#### [Set task]
Extract the text of each entry below exactly, leaving every image behind.

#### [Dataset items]
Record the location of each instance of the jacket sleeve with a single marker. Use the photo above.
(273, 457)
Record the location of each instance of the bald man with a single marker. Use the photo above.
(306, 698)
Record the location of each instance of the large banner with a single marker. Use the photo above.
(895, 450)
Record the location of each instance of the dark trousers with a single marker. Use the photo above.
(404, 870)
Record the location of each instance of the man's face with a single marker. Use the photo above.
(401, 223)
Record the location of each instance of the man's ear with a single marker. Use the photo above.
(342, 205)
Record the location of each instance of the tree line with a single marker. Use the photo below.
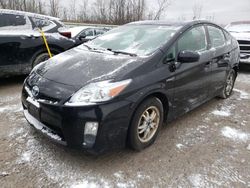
(98, 11)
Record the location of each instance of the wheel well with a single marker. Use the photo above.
(236, 69)
(164, 101)
(162, 98)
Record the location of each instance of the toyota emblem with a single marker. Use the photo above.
(35, 91)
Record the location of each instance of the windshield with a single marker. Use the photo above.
(141, 40)
(239, 28)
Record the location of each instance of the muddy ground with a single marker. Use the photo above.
(208, 147)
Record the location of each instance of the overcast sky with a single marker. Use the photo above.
(223, 11)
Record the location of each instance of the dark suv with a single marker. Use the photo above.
(21, 44)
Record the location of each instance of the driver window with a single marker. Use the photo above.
(171, 54)
(193, 40)
(87, 33)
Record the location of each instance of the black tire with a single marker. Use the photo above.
(40, 58)
(229, 85)
(134, 138)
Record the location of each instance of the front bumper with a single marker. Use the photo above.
(65, 124)
(245, 58)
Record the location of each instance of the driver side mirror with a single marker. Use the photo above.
(187, 56)
(81, 37)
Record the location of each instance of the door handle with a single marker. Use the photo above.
(208, 64)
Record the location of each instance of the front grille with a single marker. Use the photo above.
(42, 97)
(244, 46)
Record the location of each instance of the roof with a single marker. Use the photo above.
(169, 22)
(240, 22)
(28, 14)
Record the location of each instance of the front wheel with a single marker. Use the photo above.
(229, 85)
(146, 124)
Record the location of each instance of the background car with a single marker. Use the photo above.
(119, 88)
(21, 44)
(83, 34)
(241, 31)
(12, 19)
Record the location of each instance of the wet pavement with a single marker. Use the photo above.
(208, 147)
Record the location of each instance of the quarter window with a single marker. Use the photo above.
(12, 20)
(217, 37)
(194, 40)
(44, 24)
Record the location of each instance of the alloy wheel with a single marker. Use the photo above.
(148, 124)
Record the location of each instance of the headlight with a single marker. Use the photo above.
(97, 92)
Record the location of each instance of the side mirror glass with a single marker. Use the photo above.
(81, 37)
(187, 56)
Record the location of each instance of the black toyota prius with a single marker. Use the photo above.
(119, 89)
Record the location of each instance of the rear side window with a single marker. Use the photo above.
(217, 37)
(194, 40)
(44, 24)
(7, 20)
(87, 33)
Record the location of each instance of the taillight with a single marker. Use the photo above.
(66, 34)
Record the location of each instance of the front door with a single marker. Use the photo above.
(191, 79)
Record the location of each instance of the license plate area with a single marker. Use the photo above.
(33, 108)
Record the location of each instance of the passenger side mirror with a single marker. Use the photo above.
(81, 37)
(187, 56)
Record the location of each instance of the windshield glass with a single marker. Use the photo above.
(141, 40)
(239, 28)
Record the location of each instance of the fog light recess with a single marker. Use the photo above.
(90, 132)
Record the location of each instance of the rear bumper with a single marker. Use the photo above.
(65, 125)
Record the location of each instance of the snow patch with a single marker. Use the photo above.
(180, 146)
(248, 147)
(26, 157)
(196, 180)
(234, 134)
(243, 94)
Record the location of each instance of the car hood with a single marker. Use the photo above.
(241, 36)
(79, 66)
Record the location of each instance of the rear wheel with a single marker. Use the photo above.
(40, 58)
(146, 124)
(229, 85)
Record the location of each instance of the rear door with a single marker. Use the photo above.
(220, 59)
(191, 79)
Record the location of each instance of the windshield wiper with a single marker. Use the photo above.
(89, 48)
(122, 52)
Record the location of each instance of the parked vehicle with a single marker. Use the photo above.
(83, 34)
(21, 44)
(120, 87)
(241, 31)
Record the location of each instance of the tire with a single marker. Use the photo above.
(144, 122)
(40, 58)
(229, 85)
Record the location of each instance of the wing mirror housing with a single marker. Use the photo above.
(187, 56)
(81, 37)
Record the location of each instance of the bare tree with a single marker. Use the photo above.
(54, 8)
(197, 11)
(161, 7)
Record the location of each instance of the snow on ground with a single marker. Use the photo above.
(234, 134)
(196, 180)
(244, 78)
(243, 94)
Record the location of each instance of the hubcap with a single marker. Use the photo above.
(148, 124)
(230, 83)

#### [Exercise result]
Record the location of each instance of the jacket sleeve with a single marker. Use the photo above.
(273, 457)
Record the location of each instance of the bald man with a single marker. Use the photo above.
(306, 698)
Record the location of each instance of the large banner with a single marker. Use the photo above.
(895, 450)
Record the location of each instance of the dark trousers with a single marker. Use the photo above.
(404, 870)
Record the location of each instance of the man's face with a single marker. Use the photo above.
(401, 223)
Record the location of each instance of the man's ear with a single marker. Use the photo above.
(342, 205)
Record the location of each instance of the tree line with a single marker. Use the photo below.
(98, 11)
Record the location of each instance of the wheel well with a single marker. Use the photo above.
(236, 69)
(164, 101)
(162, 98)
Record the location of each instance of the toyota emblem with a single marker. Use the photo above.
(35, 91)
Record the location of each instance of the windshield with a single marker. Use the photo above.
(141, 40)
(239, 28)
Record the location of each instance of the muddy ground with a single marker. Use the photo above.
(208, 147)
Record the location of each instance of the overcast sky with a single marker. Use the photo above.
(223, 11)
Record the location of each instance of the dark suv with a single marker. Use the photo above.
(21, 44)
Record the location of each instance of the driver window with a single marker. Use the photo above.
(171, 54)
(193, 40)
(87, 33)
Record the location of each instance of the black tire with a single marker. Use the photo above.
(40, 58)
(229, 85)
(134, 138)
Record the location of each instance of the front bumper with a single marker. Use the photo above.
(65, 124)
(245, 58)
Record the location of each instance of the driver side mirror with a single marker. Use the photo above.
(187, 56)
(81, 37)
Record the location of each instance of the door handle with a single marker. Use the photo above.
(208, 64)
Record the location of each instance of the front grille with a single marker. Use the photo above.
(42, 97)
(244, 46)
Record the location of each instance of the roof with a single marker. Use the photo above.
(169, 22)
(240, 22)
(28, 14)
Record the location of each instance of the front wheel with a single marker. Use the photo above.
(229, 85)
(146, 124)
Record the location of each instance of the background car with a single marker. Use the photo above.
(119, 88)
(21, 44)
(83, 34)
(241, 31)
(12, 19)
Record the location of each instance of the wet pavement with a single marker. Use the photo above.
(208, 147)
Record the location of each instance of the quarter window with a single marker. Use the photo above.
(12, 20)
(217, 37)
(194, 40)
(44, 24)
Record the location of each instance of the alloy wheel with a single marker. Use the photo above.
(148, 124)
Record the location of each instance of the headlight with a single marker. Use the photo above.
(97, 92)
Record the location of each instance of the side mirror glass with a single marker. Use the photo above.
(81, 37)
(187, 56)
Record the location of each instance of the black toyota prius with a single marker. Use the photo above.
(119, 89)
Record the location of each instance of the rear side window with a single marker. Use the photo above.
(217, 37)
(194, 40)
(44, 24)
(7, 20)
(87, 33)
Record the location of each instance of the taillight with a single marker. Use the photo above.
(66, 34)
Record the location of each instance of the front door with a single marker. Use the photo above.
(191, 79)
Record the location of each instance of the license plate area with a single marker. Use the photo above.
(33, 108)
Record the location of each instance of the passenger side mirror with a single marker. Use the photo above.
(81, 37)
(187, 56)
Record the location of each instance of the windshield glass with a single marker. Use the photo above.
(141, 40)
(239, 28)
Record the location of each instance of the fog light recess with a single marker. Use the photo above.
(90, 132)
Record the location of each instance of the rear bumper with a single marker. Use the photo above.
(65, 125)
Record the location of each instance of the snow patch with a single marker. Use the photo above.
(180, 146)
(248, 147)
(26, 157)
(196, 180)
(234, 134)
(243, 94)
Record the location of each instance of the car hood with a single marker. Use the photo above.
(241, 36)
(79, 66)
Record the location of each instance of the rear wheel with a single marker. Use the photo above.
(40, 58)
(146, 124)
(229, 85)
Record the location of each instance of the rear door with a single marker. Use the photo above.
(220, 59)
(191, 79)
Record the location of each instance of the windshield wiper with a single marker. Use the photo above.
(89, 48)
(122, 52)
Record the location of each instance of the parked vehicle with a single marker. Use the photo above.
(83, 34)
(21, 44)
(120, 87)
(241, 31)
Record the location of each instance of the tire with a single marker. Use the photo above.
(144, 122)
(40, 58)
(229, 85)
Record the location of each instance of the wing mirror housing with a single marker. Use the photo above.
(187, 56)
(81, 37)
Record the location of each instance of the bare tree with a single marker. Use the photo above.
(54, 8)
(197, 11)
(161, 7)
Record the location of each instance of the snow on ground with a single marker. Use the photo above.
(234, 134)
(196, 180)
(244, 78)
(243, 94)
Record the location of each instance of the hubcap with a single marker. Use the photo above.
(148, 124)
(230, 83)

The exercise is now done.